• The exercise
Rewrite the records, substituting "green" for every occurrence of "beige" and leaving everything else unchanged.

• Records supplied
+++
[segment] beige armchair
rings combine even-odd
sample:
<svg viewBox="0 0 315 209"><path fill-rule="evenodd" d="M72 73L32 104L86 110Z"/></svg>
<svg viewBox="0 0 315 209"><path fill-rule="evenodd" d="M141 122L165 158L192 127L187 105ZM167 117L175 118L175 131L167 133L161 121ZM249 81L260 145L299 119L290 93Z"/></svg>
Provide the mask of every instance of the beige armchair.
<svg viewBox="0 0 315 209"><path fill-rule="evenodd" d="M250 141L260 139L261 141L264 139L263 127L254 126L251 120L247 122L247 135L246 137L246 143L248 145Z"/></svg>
+++
• Finished answer
[segment] green armchair
rings combine even-odd
sample:
<svg viewBox="0 0 315 209"><path fill-rule="evenodd" d="M72 73L32 104L86 110Z"/></svg>
<svg viewBox="0 0 315 209"><path fill-rule="evenodd" d="M141 122L165 158L192 127L187 105ZM167 117L175 118L175 131L167 133L161 121ZM249 81L260 145L299 119L290 93Z"/></svg>
Provide the mask of every instance of the green armchair.
<svg viewBox="0 0 315 209"><path fill-rule="evenodd" d="M250 141L260 139L261 141L264 139L263 127L254 126L251 120L247 122L247 135L246 137L246 143L248 145Z"/></svg>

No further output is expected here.